Goal of the exercise:
Reproduce exactly the stretch of lines running from the line with "of the teal" to the end of the entries below.

Point-per-instance localization data:
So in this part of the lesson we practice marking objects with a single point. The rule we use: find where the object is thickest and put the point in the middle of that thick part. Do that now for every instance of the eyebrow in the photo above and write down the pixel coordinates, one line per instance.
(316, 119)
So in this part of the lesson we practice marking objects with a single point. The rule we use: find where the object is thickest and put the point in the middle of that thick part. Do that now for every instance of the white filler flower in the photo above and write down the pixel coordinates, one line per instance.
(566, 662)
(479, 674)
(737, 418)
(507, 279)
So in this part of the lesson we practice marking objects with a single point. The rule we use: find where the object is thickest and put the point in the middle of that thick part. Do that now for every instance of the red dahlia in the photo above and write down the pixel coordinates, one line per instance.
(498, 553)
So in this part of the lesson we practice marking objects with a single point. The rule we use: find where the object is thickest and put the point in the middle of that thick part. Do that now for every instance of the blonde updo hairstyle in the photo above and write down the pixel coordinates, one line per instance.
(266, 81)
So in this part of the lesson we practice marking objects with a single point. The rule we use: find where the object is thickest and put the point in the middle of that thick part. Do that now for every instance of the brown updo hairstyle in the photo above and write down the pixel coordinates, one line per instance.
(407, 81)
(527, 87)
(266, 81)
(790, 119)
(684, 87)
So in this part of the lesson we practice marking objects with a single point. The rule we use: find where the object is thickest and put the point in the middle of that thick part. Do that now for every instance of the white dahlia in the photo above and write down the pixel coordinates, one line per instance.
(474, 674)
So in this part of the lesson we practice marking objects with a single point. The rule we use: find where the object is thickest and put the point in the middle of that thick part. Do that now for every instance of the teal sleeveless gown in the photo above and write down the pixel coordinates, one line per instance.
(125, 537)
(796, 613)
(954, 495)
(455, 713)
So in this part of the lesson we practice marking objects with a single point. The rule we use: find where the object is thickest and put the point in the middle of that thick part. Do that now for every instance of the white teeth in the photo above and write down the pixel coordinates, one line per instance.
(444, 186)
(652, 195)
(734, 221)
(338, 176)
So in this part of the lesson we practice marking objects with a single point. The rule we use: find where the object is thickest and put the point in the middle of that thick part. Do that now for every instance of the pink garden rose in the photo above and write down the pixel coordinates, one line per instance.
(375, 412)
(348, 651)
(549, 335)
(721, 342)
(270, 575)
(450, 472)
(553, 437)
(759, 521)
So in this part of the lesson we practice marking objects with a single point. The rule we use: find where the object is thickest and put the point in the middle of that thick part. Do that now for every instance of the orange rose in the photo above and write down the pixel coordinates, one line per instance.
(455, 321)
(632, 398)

Solution to the problem:
So in this part of the lesson we practice marking objects with a single point. The rule we use: find where the object is thickest and put the point in the middle of that thick part. Do that now for every instance of the teal sleeveless gown in the photo above and write down the pixel coordinates, one line per instance.
(125, 537)
(796, 613)
(954, 495)
(455, 713)
So in this part of the lesson we practice marking objects with a single point. The rule we use: find where the object is thickest and put the point in the middle of that thick part. Do that now for every instance of the white teeth in the photo above and write down the pixel coordinates, one line per instance.
(444, 186)
(652, 195)
(734, 221)
(338, 176)
So in this part of the lesson we practice marking objects with a single point. The rule we use: find where the object is thickest and put the point in the middle of that thick part. Do that now for every instance of the pink garden rose in the photo above and write down the pixel coordinates, one line per instance.
(375, 412)
(348, 651)
(549, 335)
(721, 342)
(270, 575)
(450, 472)
(553, 437)
(759, 521)
So in this part of the lesson we practice marking objects with a single point. The rule we use: find where the object is thickest and put the point in the middle of that thick part. Do that now for every instance of the orange rose in the photo above and write down the pixel coordinates, one line per instance.
(455, 321)
(632, 398)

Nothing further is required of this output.